EXERCISE INSTRUCTIONS: Print the records below exactly, omitting all pictures.

======== DATA PROVIDED ========

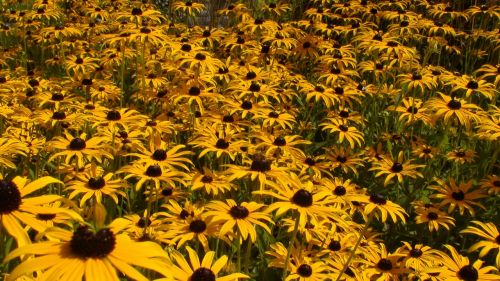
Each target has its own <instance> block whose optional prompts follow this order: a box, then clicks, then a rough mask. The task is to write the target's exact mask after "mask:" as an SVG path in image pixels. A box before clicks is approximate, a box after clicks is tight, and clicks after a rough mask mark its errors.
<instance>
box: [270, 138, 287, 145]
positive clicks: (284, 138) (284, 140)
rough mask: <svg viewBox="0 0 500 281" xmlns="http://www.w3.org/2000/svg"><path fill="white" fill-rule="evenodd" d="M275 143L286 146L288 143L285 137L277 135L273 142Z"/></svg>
mask: <svg viewBox="0 0 500 281" xmlns="http://www.w3.org/2000/svg"><path fill="white" fill-rule="evenodd" d="M273 144H274V145H276V146H285V145H286V140H285V138H284V137H277V138H276V139H275V140H274V142H273Z"/></svg>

========

RESULT OF THIS EXERCISE:
Each target has its own <instance> block whose optional prompts follow this order: a box, then clicks, then a rough mask. The task is to write the target's exact mask after "mask:" as an SVG path in image pixels. A box before clicks is approximate, a box after clicks is tight, and clicks after a rough mask mark its errors.
<instance>
box: [270, 138, 287, 145]
positive clicks: (284, 138) (284, 140)
rough mask: <svg viewBox="0 0 500 281" xmlns="http://www.w3.org/2000/svg"><path fill="white" fill-rule="evenodd" d="M275 143L286 146L288 143L285 137L277 135L273 142Z"/></svg>
mask: <svg viewBox="0 0 500 281" xmlns="http://www.w3.org/2000/svg"><path fill="white" fill-rule="evenodd" d="M273 144H274V145H276V146H285V145H286V140H285V138H284V137H277V138H276V139H275V140H274V142H273Z"/></svg>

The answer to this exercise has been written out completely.